• [PROBLEM DESCRIPTION]:
Reproduce the Hyper-V Replica resynchronization text from "4. Compare and" to "not be possible.", word for word.

• [PAGE TEXT]:
╔══

Get-VMReplication -VMname "RESYNC VM" | fl *

 

 

 

The process of resynchronization

When the resync operation is triggered – either automatically or by the user – the following high-level sub-operations are executed in sequence:

  1. Check the VHD characteristics of primary and replica VMs:   before resync can be done, these have to match. Hyper-V Replica checks the geometry and size of the disk before starting resync. Top on the list of exceptions to watch out for are size mismatches – caused by resizing either a primary or replica VHD without appropriately resizing the other one.
  2. Start tracking the VHDs:   
    1. The guest writes are tracked into the log file, but these changes are not replicated until resync is completed.
    2. It is important to note that if resync takes too long then you might hit the “50% of total VHD size for a VM” condition and end up sending the VM into the “Resynchronization Required” state again.
    3. Event number 29242 is logged that specifies the VM, VHDs, start block, and end block.
  3. Create a diff disks for the replica VHDs:   this allows the resync operation to be cancelled without leaving the underlying VHD in an inconsistent state. The diff disk with all the resync-ed changes is then merged back into the VHD at the end of the resync operation.
  4. Compare and sync the VHDs:    the comparison of the VHDs is done block-by-block and only the blocks that differ are sent across the network. This can reduce the data sent over the network, depending on how different the two VHDs are. While this operation is going on:
    1. Pause Replication will stop the current resync operation. Doing Resume Replication later will continue the resync comparisons from where it left off.
    2. Planned failover or Test failover will not be possible.
    3. At any point the user can always do Unplanned Failover, but this will cancel the resync operation.

╚══

• [SUPPLIED INFORMATION]:

╔══

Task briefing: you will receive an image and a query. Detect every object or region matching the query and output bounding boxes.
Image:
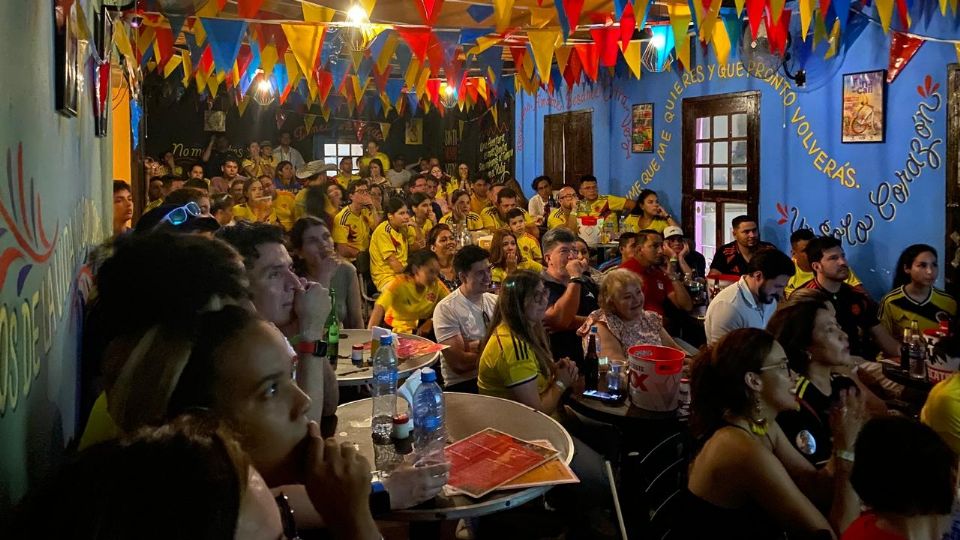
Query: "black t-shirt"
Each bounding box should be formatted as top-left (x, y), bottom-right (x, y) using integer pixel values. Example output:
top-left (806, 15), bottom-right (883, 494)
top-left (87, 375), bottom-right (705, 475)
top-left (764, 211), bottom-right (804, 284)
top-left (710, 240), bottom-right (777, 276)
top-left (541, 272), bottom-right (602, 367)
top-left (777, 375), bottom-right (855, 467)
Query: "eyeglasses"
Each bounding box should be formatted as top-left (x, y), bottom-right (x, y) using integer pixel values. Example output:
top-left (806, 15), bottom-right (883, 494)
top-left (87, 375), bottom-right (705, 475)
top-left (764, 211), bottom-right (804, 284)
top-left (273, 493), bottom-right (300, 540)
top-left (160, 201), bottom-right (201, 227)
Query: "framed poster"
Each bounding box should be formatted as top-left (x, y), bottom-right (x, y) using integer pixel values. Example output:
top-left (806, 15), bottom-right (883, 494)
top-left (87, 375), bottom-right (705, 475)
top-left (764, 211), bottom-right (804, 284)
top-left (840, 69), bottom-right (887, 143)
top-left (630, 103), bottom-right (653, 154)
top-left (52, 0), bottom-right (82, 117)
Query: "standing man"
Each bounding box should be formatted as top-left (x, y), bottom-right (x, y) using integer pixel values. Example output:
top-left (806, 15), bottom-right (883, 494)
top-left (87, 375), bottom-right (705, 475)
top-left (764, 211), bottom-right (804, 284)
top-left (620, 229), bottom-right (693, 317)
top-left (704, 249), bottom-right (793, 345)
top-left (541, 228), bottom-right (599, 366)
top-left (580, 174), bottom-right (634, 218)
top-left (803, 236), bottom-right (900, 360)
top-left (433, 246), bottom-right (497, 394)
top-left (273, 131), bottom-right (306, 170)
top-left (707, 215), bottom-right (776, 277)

╚══
╔══

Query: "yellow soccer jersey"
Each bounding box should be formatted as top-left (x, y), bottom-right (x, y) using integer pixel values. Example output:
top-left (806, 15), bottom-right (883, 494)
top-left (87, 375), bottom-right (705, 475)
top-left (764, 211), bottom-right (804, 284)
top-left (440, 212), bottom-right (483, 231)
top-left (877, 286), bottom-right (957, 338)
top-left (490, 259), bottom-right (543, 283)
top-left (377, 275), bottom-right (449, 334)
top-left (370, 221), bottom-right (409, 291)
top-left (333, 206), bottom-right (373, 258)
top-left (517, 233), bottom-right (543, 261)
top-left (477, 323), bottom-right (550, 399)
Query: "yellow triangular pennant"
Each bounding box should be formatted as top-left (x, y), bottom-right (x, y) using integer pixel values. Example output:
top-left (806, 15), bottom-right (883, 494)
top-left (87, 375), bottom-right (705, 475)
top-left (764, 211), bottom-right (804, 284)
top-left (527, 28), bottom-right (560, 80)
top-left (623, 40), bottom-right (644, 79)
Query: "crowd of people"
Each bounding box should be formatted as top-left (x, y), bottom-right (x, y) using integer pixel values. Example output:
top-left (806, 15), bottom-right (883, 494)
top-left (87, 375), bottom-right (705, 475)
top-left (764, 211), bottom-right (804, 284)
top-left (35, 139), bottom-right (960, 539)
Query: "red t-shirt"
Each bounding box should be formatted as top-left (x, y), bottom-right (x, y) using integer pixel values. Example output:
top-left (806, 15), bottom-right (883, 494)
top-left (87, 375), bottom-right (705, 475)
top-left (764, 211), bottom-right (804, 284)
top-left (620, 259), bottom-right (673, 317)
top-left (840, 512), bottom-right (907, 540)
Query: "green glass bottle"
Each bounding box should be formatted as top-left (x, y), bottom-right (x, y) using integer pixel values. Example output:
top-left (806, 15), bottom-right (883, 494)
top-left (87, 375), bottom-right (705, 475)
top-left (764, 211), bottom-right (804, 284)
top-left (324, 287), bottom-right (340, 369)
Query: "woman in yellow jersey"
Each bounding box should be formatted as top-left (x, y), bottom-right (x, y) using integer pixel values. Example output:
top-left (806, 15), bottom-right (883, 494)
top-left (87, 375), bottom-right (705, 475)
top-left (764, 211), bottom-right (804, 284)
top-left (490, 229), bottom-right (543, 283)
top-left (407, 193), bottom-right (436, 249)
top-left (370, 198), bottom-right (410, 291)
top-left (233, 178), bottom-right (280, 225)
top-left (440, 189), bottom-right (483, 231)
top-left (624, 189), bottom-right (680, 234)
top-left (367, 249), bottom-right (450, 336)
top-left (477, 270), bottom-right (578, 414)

╚══
╔══

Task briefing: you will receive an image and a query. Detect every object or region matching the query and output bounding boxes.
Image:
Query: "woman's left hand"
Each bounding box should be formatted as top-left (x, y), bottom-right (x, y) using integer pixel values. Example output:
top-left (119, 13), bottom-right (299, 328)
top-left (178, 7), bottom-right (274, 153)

╚══

• [EXERCISE SOLUTION]:
4. Compare and sync the VHDs:    the comparison of the VHDs is done block-by-block and only the blocks that differ are sent across the network. This can reduce the data sent over the network, depending on how different the two VHDs are. While this operation is going on:
    1. Pause Replication will stop the current resync operation. Doing Resume Replication later will continue the resync comparisons from where it left off.
    2. Planned failover or Test failover will not be possible.